• **PAGE EXCERPT**:

[OpenAFS-devel] performance study
Rainer Toebbicke
rtb@pclella.cern.ch
Tue, 15 Feb 2005 12:04:11 +0100
Ken Hornstein wrote:
>
> I've not compared RX against sunrpc+gssapi, but I've compared it
> against TCP on higher speed networks. Between two OC-12 connected
> machines, I can get around 510-520 Mbits. The best I can do with RX
> between the same machines is around 140 Mbits (I know Hartmut has
> claimed that he sees full bandwidth at Gig-E speeds, but I've never
> seen that here).
>
I did some debugging recently in the RX protocol layer trying to solve
performance problems and fixed a few things already:
1. despite the verbal claim to request an ACK on the last packet sent
in a chain, this does not always happen. In Murphy's terms it never
happens when it would do good. In my tests, once the windows had
reasonably opened the last packet in a chain had the flags field set to
0. Therefore the ACK required to release the next batch was sent only
after a timeout (of about 0.3 second). The protocol continues to work,
but slowly.
Fixing this brought the speed from 20-30 MB/s to >110 MB/s (memory to
memory, LAN). What was funny is that Hartmut ran my program without any
tweaks and got 114 MB/s immediatly. The only explanation I have is that
he hit some sort of "sweet spot" or "standing wave" on the two identical
uni-processor machines he tried it on.
2. When debugging using the rx_debugFile it would be nice if all
packets were printed. Alas, when sending a chain of packets the "dpf" is
placed outside the loop so that it only traces one of them, by Murphy
the least interesting one.

• **Region segmentation data**:

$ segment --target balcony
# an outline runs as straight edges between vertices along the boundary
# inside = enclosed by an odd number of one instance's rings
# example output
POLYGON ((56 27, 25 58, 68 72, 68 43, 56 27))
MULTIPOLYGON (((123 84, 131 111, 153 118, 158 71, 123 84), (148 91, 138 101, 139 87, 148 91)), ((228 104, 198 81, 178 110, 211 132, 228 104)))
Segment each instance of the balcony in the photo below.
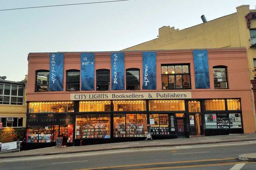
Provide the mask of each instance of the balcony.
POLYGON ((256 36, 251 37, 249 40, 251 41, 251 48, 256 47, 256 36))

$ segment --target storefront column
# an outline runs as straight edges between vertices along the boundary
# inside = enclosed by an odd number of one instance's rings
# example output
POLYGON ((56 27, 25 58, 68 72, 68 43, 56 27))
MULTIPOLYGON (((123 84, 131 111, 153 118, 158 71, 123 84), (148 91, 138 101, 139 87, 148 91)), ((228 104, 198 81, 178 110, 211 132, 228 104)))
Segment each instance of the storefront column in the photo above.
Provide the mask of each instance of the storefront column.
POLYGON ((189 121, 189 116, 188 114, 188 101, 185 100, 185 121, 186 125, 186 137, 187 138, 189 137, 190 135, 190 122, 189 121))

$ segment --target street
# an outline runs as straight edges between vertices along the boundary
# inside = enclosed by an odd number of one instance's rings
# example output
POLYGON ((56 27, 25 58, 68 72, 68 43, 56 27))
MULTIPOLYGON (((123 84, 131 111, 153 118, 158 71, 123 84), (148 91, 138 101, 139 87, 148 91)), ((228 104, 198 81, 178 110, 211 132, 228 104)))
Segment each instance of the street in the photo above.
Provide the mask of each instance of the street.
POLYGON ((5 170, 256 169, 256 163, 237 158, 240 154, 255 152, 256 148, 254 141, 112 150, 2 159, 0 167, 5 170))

* * *

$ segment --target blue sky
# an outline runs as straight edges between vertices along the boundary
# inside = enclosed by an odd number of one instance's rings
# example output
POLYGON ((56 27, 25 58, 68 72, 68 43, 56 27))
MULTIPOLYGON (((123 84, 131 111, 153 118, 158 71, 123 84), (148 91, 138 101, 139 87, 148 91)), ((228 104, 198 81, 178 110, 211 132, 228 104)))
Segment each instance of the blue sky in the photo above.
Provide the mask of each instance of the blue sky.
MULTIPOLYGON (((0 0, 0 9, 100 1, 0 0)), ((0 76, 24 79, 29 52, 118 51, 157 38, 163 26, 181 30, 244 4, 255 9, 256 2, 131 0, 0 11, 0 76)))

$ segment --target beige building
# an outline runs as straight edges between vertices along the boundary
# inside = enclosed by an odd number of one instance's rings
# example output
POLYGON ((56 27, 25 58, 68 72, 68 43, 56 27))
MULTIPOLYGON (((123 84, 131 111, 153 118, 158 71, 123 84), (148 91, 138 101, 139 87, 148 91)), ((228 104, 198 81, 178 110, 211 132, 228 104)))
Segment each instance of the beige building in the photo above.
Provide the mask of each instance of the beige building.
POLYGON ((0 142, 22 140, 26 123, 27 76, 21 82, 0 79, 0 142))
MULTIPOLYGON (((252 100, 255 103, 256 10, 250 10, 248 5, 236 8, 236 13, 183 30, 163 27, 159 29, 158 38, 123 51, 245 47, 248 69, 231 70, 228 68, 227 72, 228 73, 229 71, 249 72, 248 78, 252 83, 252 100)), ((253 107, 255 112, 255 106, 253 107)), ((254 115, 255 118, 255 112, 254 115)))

• **SET TASK 1**:
Answer these questions about the RX performance post:
(a) What throughput does Ken Hornstein report getting with TCP between two OC-12 connected machines?
(b) After a timeout of roughly what length was the ACK needed to release the next batch sent?
(c) Where is the "dpf" placed when a chain of packets is sent?
• **SET TASK 2**: Duplicate the RX performance post word for word, from "Fixing this brought" up to and including "tried it on.".

• **PROBLEM SOLUTION 1**:
(a) Around 510-520 Mbits.
(b) About 0.3 second.
(c) Outside the loop, so it traces only one of the packets.

• **PROBLEM SOLUTION 2**:
Fixing this brought the speed from 20-30 MB/s to >110 MB/s (memory to
memory, LAN). What was funny is that Hartmut ran my program without any
tweaks and got 114 MB/s immediatly. The only explanation I have is that
he hit some sort of "sweet spot" or "standing wave" on the two identical
uni-processor machines he tried it on.